— start of Information supplied —

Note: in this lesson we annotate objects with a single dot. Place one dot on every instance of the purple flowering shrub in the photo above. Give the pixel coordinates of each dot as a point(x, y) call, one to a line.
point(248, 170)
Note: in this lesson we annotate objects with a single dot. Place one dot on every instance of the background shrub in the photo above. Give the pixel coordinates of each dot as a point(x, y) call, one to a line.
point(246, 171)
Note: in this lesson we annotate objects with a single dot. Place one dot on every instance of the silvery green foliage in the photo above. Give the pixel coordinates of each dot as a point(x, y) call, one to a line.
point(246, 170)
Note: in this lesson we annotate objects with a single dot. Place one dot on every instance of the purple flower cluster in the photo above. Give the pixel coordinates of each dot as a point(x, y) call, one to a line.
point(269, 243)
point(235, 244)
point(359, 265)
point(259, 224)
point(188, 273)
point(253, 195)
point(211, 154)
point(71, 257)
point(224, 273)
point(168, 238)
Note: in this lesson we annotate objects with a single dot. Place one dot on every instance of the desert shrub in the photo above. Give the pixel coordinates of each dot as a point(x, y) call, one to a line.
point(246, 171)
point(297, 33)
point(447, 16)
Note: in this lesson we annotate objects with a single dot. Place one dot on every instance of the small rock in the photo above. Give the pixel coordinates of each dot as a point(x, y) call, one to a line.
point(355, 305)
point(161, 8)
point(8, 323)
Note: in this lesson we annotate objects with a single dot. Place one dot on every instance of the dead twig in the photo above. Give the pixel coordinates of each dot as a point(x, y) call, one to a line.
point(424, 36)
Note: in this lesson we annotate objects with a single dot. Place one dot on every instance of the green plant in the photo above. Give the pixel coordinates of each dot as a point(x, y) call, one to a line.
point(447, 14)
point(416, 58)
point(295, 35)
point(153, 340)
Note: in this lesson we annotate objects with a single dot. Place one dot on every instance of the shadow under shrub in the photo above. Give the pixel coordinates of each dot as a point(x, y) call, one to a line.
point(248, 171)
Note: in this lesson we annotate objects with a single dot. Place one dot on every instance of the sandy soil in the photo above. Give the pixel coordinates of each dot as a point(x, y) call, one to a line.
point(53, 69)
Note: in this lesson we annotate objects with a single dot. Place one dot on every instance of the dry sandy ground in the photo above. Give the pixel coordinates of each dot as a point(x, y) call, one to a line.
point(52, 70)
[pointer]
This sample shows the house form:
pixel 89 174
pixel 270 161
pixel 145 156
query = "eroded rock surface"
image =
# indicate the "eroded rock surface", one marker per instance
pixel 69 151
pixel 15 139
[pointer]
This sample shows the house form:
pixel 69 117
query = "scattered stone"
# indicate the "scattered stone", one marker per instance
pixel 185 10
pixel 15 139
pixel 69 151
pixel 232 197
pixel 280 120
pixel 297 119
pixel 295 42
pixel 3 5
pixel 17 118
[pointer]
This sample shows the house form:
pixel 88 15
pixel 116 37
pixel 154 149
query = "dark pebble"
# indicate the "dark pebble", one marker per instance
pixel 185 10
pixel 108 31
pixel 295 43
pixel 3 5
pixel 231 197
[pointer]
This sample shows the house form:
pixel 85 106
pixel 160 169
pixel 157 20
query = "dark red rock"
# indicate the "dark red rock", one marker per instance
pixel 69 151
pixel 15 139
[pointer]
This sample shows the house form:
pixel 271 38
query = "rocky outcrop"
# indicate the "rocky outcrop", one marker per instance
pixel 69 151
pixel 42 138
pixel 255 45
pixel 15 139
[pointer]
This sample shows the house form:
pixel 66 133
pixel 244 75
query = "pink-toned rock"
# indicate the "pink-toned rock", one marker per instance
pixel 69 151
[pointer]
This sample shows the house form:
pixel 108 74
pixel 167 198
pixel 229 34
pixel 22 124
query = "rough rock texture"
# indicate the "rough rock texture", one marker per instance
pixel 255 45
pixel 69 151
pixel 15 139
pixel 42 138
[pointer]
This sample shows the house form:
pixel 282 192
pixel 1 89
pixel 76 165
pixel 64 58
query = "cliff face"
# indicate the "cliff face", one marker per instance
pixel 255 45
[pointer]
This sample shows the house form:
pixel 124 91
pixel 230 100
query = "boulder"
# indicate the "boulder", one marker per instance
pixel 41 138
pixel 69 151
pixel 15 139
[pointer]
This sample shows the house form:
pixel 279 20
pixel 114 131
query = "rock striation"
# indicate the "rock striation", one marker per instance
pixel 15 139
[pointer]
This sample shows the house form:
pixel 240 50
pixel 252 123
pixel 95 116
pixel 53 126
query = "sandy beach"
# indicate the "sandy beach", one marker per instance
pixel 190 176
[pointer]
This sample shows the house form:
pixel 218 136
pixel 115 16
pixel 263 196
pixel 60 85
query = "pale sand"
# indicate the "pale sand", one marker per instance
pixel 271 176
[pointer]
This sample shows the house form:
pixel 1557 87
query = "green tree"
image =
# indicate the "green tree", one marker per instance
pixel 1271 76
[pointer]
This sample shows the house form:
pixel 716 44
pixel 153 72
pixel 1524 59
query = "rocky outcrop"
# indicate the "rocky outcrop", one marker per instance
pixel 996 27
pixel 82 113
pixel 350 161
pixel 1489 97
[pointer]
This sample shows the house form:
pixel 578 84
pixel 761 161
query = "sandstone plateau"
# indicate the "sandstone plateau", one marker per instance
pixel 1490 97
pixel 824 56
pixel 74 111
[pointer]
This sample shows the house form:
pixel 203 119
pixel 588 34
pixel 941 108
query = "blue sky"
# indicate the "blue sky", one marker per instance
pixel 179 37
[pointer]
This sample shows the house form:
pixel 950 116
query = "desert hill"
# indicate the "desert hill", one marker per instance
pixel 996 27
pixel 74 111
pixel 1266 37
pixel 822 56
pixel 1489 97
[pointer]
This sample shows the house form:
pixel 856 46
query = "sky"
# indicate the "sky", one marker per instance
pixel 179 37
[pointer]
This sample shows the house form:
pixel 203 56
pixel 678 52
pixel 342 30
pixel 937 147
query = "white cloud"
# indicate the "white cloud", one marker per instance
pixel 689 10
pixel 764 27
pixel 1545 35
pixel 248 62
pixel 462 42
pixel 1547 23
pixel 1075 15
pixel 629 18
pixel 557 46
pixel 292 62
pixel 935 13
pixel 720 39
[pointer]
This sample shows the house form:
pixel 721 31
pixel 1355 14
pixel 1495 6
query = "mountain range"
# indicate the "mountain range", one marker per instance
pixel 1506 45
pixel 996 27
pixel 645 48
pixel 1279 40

— end of Information supplied —

**What this task involves**
Please arrange every one of the lines above as a Markdown table with two columns, No. and Line, numbering the rows and leaving out any blank lines.

**Reply to the exercise**
| No. | Line |
|---|---|
| 1 | Note: in this lesson we annotate objects with a single dot. Place one dot on every instance of the purple flowering shrub in the photo above. Give the pixel coordinates of each dot as a point(x, y) call, one to a line. |
| 2 | point(248, 170) |
| 3 | Note: in this lesson we annotate objects with a single dot. Place one dot on every instance of the background shrub in the photo above. Give the pixel coordinates of each dot as a point(x, y) call, one to a line. |
| 4 | point(246, 171) |
| 5 | Note: in this lesson we annotate objects with a single dot. Place one dot on every instance of the silvery green foliage in the photo above. Give the pixel coordinates of each dot as a point(x, y) call, one to a line. |
| 6 | point(246, 170) |
| 7 | Note: in this lesson we annotate objects with a single dot. Place one dot on every instance of the purple flower cluster in the photo above. Give the pixel coordinates of each dot as a point(x, y) call, one to a line. |
| 8 | point(269, 243) |
| 9 | point(235, 244) |
| 10 | point(359, 265) |
| 11 | point(259, 224) |
| 12 | point(188, 273) |
| 13 | point(253, 195) |
| 14 | point(211, 154) |
| 15 | point(71, 257) |
| 16 | point(224, 273) |
| 17 | point(168, 238) |
| 18 | Note: in this lesson we annotate objects with a single dot. Place one dot on every instance of the desert shrub in the photo above. Give the pixel coordinates of each dot as a point(x, y) call, one to a line. |
| 19 | point(246, 171) |
| 20 | point(297, 33) |
| 21 | point(447, 16) |
| 22 | Note: in this lesson we annotate objects with a single dot. Place one dot on every instance of the small rock in the photo above. Give the pixel coordinates of each dot as a point(x, y) call, one to a line. |
| 23 | point(355, 305) |
| 24 | point(161, 8) |
| 25 | point(8, 323) |
| 26 | Note: in this lesson we annotate objects with a single dot. Place one dot on every instance of the dead twig in the photo above. Give the pixel coordinates of each dot as a point(x, y) call, one to a line. |
| 27 | point(424, 36) |
| 28 | Note: in this lesson we annotate objects with a single dot. Place one dot on every instance of the green plant in the photo above. Give the pixel coordinates of each dot as a point(x, y) call, one to a line. |
| 29 | point(447, 14) |
| 30 | point(416, 58) |
| 31 | point(295, 35) |
| 32 | point(153, 340) |
| 33 | Note: in this lesson we annotate objects with a single dot. Place one dot on every instance of the shadow under shrub in the photo above. Give the pixel coordinates of each dot as a point(x, y) call, one to a line. |
| 34 | point(248, 171) |
| 35 | Note: in this lesson we annotate objects with a single dot. Place one dot on every instance of the sandy soil in the photo above. Give the pixel coordinates of each dot as a point(x, y) call, one to a line. |
| 36 | point(53, 69) |
| 37 | Note: in this lesson we annotate objects with a single dot. Place one dot on every instance of the dry sandy ground in the photo above. Give the pixel coordinates of each dot as a point(x, y) call, one to a line. |
| 38 | point(52, 70) |
| 39 | [pointer] |
| 40 | This sample shows the house form: |
| 41 | pixel 89 174 |
| 42 | pixel 270 161 |
| 43 | pixel 145 156 |
| 44 | query = "eroded rock surface" |
| 45 | image = |
| 46 | # indicate the "eroded rock surface", one marker per instance |
| 47 | pixel 69 151 |
| 48 | pixel 15 139 |
| 49 | [pointer] |
| 50 | This sample shows the house form: |
| 51 | pixel 69 117 |
| 52 | query = "scattered stone" |
| 53 | # indicate the "scattered stone", one marker per instance |
| 54 | pixel 185 10 |
| 55 | pixel 15 139 |
| 56 | pixel 69 151 |
| 57 | pixel 232 197 |
| 58 | pixel 280 120 |
| 59 | pixel 297 119 |
| 60 | pixel 295 42 |
| 61 | pixel 3 5 |
| 62 | pixel 17 118 |
| 63 | [pointer] |
| 64 | This sample shows the house form: |
| 65 | pixel 88 15 |
| 66 | pixel 116 37 |
| 67 | pixel 154 149 |
| 68 | query = "dark pebble" |
| 69 | # indicate the "dark pebble", one marker per instance |
| 70 | pixel 185 10 |
| 71 | pixel 108 31 |
| 72 | pixel 295 43 |
| 73 | pixel 3 5 |
| 74 | pixel 231 197 |
| 75 | [pointer] |
| 76 | This sample shows the house form: |
| 77 | pixel 85 106 |
| 78 | pixel 160 169 |
| 79 | pixel 157 20 |
| 80 | query = "dark red rock" |
| 81 | # indicate the "dark red rock", one marker per instance |
| 82 | pixel 69 151 |
| 83 | pixel 15 139 |
| 84 | [pointer] |
| 85 | This sample shows the house form: |
| 86 | pixel 271 38 |
| 87 | query = "rocky outcrop" |
| 88 | # indicate the "rocky outcrop", one marker per instance |
| 89 | pixel 69 151 |
| 90 | pixel 42 138 |
| 91 | pixel 255 45 |
| 92 | pixel 15 139 |
| 93 | [pointer] |
| 94 | This sample shows the house form: |
| 95 | pixel 66 133 |
| 96 | pixel 244 75 |
| 97 | query = "pink-toned rock" |
| 98 | # indicate the "pink-toned rock", one marker per instance |
| 99 | pixel 69 151 |
| 100 | [pointer] |
| 101 | This sample shows the house form: |
| 102 | pixel 108 74 |
| 103 | pixel 167 198 |
| 104 | pixel 229 34 |
| 105 | pixel 22 124 |
| 106 | query = "rough rock texture" |
| 107 | # indicate the "rough rock texture", one marker per instance |
| 108 | pixel 255 45 |
| 109 | pixel 69 151 |
| 110 | pixel 15 139 |
| 111 | pixel 42 138 |
| 112 | [pointer] |
| 113 | This sample shows the house form: |
| 114 | pixel 282 192 |
| 115 | pixel 1 89 |
| 116 | pixel 76 165 |
| 117 | pixel 64 58 |
| 118 | query = "cliff face" |
| 119 | # indicate the "cliff face", one marker per instance |
| 120 | pixel 255 45 |
| 121 | [pointer] |
| 122 | This sample shows the house form: |
| 123 | pixel 124 91 |
| 124 | pixel 230 100 |
| 125 | query = "boulder" |
| 126 | # indicate the "boulder", one marker per instance |
| 127 | pixel 41 138 |
| 128 | pixel 69 151 |
| 129 | pixel 15 139 |
| 130 | [pointer] |
| 131 | This sample shows the house form: |
| 132 | pixel 279 20 |
| 133 | pixel 114 131 |
| 134 | query = "rock striation" |
| 135 | # indicate the "rock striation", one marker per instance |
| 136 | pixel 15 139 |
| 137 | [pointer] |
| 138 | This sample shows the house form: |
| 139 | pixel 240 50 |
| 140 | pixel 252 123 |
| 141 | pixel 95 116 |
| 142 | pixel 53 126 |
| 143 | query = "sandy beach" |
| 144 | # indicate the "sandy beach", one marker per instance |
| 145 | pixel 190 176 |
| 146 | [pointer] |
| 147 | This sample shows the house form: |
| 148 | pixel 218 136 |
| 149 | pixel 115 16 |
| 150 | pixel 263 196 |
| 151 | pixel 60 85 |
| 152 | query = "pale sand" |
| 153 | # indicate the "pale sand", one marker per instance |
| 154 | pixel 271 176 |
| 155 | [pointer] |
| 156 | This sample shows the house form: |
| 157 | pixel 1557 87 |
| 158 | query = "green tree" |
| 159 | image = |
| 160 | # indicate the "green tree", one marker per instance |
| 161 | pixel 1271 76 |
| 162 | [pointer] |
| 163 | This sample shows the house form: |
| 164 | pixel 716 44 |
| 165 | pixel 153 72 |
| 166 | pixel 1524 59 |
| 167 | query = "rocky outcrop" |
| 168 | # indicate the "rocky outcrop", one marker per instance |
| 169 | pixel 996 27 |
| 170 | pixel 82 113 |
| 171 | pixel 350 161 |
| 172 | pixel 1489 97 |
| 173 | [pointer] |
| 174 | This sample shows the house form: |
| 175 | pixel 578 84 |
| 176 | pixel 761 161 |
| 177 | query = "sandstone plateau" |
| 178 | # indicate the "sandstone plateau", one marker per instance |
| 179 | pixel 1490 97 |
| 180 | pixel 824 56 |
| 181 | pixel 74 111 |
| 182 | [pointer] |
| 183 | This sample shows the house form: |
| 184 | pixel 203 119 |
| 185 | pixel 588 34 |
| 186 | pixel 941 108 |
| 187 | query = "blue sky" |
| 188 | # indicate the "blue sky", one marker per instance |
| 189 | pixel 179 37 |
| 190 | [pointer] |
| 191 | This sample shows the house form: |
| 192 | pixel 950 116 |
| 193 | query = "desert hill" |
| 194 | # indicate the "desert hill", one marker per instance |
| 195 | pixel 996 27 |
| 196 | pixel 74 111 |
| 197 | pixel 1266 37 |
| 198 | pixel 822 56 |
| 199 | pixel 1489 97 |
| 200 | [pointer] |
| 201 | This sample shows the house form: |
| 202 | pixel 856 46 |
| 203 | query = "sky" |
| 204 | # indicate the "sky", one marker per instance |
| 205 | pixel 179 37 |
| 206 | [pointer] |
| 207 | This sample shows the house form: |
| 208 | pixel 203 56 |
| 209 | pixel 678 52 |
| 210 | pixel 342 30 |
| 211 | pixel 937 147 |
| 212 | query = "white cloud" |
| 213 | # indicate the "white cloud", one marker per instance |
| 214 | pixel 689 10 |
| 215 | pixel 764 27 |
| 216 | pixel 1545 35 |
| 217 | pixel 248 62 |
| 218 | pixel 462 42 |
| 219 | pixel 1547 23 |
| 220 | pixel 1075 15 |
| 221 | pixel 629 18 |
| 222 | pixel 557 46 |
| 223 | pixel 292 62 |
| 224 | pixel 935 13 |
| 225 | pixel 720 39 |
| 226 | [pointer] |
| 227 | This sample shows the house form: |
| 228 | pixel 721 31 |
| 229 | pixel 1355 14 |
| 230 | pixel 1495 6 |
| 231 | query = "mountain range" |
| 232 | # indicate the "mountain range", one marker per instance |
| 233 | pixel 1506 45 |
| 234 | pixel 996 27 |
| 235 | pixel 645 48 |
| 236 | pixel 1279 40 |